=== Short exercise a ===
List every person named in the voting-systems message below.

2006-10-11 Thread David A. Wheeler
Jeremy Epstein:
> Interesting point.  I'm on the Virginia state commission charged with making
> recommendations around voting systems, and we watched the Princeton video as
> part of our most recent meeting.  The reaction from the election officials
> was amusing and scary: "if this is so real, why don't you hack a real
> election instead of this pretend stuff in the lab".  Pointing out that it
> would (most likely) be a felony, and people like Rubin, Felten, and others
> are trying to help security not go to jail didn't seem to impress them.
> Also pointing out that the Rubin & Felten examples used out-of-date code
> because vendors won't share anything up-to-date doesn't seem to impress
> them.  [This in response to Diebold's claim that they were looking at old
> code, and the problems are all "fixed".]

I'm willing to believe that the ELECTIONS are fixed.   Since they lack a
voter-verifiable paper trail, _no_ DRE can be trusted.  Period.

I used to do magic tricks, and they all work the same way - misdirect
the viewer, so that what they think they see is not the same as reality.

Stored dataset items:
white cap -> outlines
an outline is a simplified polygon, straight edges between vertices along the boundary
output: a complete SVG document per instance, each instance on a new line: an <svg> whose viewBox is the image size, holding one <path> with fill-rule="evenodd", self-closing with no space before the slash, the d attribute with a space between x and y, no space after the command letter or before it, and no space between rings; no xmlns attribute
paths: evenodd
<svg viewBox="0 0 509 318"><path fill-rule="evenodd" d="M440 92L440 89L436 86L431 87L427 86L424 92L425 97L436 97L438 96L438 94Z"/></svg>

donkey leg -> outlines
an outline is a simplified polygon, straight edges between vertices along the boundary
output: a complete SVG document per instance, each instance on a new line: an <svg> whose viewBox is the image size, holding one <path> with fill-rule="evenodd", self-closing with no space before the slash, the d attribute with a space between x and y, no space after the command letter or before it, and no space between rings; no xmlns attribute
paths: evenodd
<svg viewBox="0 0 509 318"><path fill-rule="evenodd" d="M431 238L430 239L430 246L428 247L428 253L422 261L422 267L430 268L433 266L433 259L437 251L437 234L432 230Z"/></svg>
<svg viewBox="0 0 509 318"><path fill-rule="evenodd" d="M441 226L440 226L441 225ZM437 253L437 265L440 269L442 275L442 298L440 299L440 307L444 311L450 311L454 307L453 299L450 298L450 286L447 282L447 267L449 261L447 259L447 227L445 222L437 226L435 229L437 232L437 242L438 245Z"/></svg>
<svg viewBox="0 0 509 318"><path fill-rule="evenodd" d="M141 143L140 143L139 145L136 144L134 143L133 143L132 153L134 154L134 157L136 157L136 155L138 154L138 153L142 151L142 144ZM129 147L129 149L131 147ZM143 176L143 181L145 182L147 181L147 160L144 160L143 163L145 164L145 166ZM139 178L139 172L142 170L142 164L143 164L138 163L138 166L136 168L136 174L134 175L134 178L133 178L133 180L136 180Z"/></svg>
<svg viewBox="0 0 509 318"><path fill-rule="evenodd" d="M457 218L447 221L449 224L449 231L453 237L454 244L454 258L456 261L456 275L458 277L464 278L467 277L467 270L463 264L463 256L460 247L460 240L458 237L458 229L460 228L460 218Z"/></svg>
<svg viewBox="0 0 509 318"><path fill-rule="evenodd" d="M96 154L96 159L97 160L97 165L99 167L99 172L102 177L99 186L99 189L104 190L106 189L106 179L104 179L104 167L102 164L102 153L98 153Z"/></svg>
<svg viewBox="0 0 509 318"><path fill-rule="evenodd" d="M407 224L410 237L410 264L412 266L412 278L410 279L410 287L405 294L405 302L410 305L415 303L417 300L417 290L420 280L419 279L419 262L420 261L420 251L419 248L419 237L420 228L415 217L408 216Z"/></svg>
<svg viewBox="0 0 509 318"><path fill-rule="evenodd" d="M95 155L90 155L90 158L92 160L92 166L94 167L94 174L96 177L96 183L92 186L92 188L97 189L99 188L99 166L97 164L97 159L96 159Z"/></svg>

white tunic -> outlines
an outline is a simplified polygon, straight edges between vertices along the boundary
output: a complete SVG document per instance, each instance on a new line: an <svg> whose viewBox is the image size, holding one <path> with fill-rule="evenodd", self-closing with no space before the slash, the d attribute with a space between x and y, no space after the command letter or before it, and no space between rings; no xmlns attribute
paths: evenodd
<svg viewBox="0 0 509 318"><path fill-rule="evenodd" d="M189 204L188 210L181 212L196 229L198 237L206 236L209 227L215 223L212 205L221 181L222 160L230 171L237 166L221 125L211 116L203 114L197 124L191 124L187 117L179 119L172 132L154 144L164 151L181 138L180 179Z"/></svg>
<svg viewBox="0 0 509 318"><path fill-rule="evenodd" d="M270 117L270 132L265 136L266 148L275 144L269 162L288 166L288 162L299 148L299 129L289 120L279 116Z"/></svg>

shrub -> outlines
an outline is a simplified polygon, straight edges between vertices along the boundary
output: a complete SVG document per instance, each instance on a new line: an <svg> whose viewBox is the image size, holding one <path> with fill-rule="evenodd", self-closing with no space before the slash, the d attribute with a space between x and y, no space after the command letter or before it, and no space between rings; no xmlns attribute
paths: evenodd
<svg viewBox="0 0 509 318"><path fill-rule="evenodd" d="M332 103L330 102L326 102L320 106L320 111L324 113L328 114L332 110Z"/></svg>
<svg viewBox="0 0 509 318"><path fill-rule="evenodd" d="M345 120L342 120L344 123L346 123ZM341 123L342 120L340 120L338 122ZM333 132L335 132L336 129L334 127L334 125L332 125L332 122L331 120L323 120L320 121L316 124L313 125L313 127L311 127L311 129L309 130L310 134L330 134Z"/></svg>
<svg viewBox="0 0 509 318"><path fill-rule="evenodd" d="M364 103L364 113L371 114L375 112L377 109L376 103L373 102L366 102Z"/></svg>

=== Short exercise b ===
Echo the entries above verbatim, everything from the start of the entries down to the line containing "92L440 89L436 86L431", both included.

=== Right answer a ===
David A. Wheeler
Jeremy Epstein
Rubin
Felten

=== Right answer b ===
white cap -> outlines
an outline is a simplified polygon, straight edges between vertices along the boundary
output: a complete SVG document per instance, each instance on a new line: an <svg> whose viewBox is the image size, holding one <path> with fill-rule="evenodd", self-closing with no space before the slash, the d attribute with a space between x and y, no space after the command letter or before it, and no space between rings; no xmlns attribute
paths: evenodd
<svg viewBox="0 0 509 318"><path fill-rule="evenodd" d="M440 92L440 89L436 86L431 87L427 86L424 92L425 97L436 97L438 96L438 94Z"/></svg>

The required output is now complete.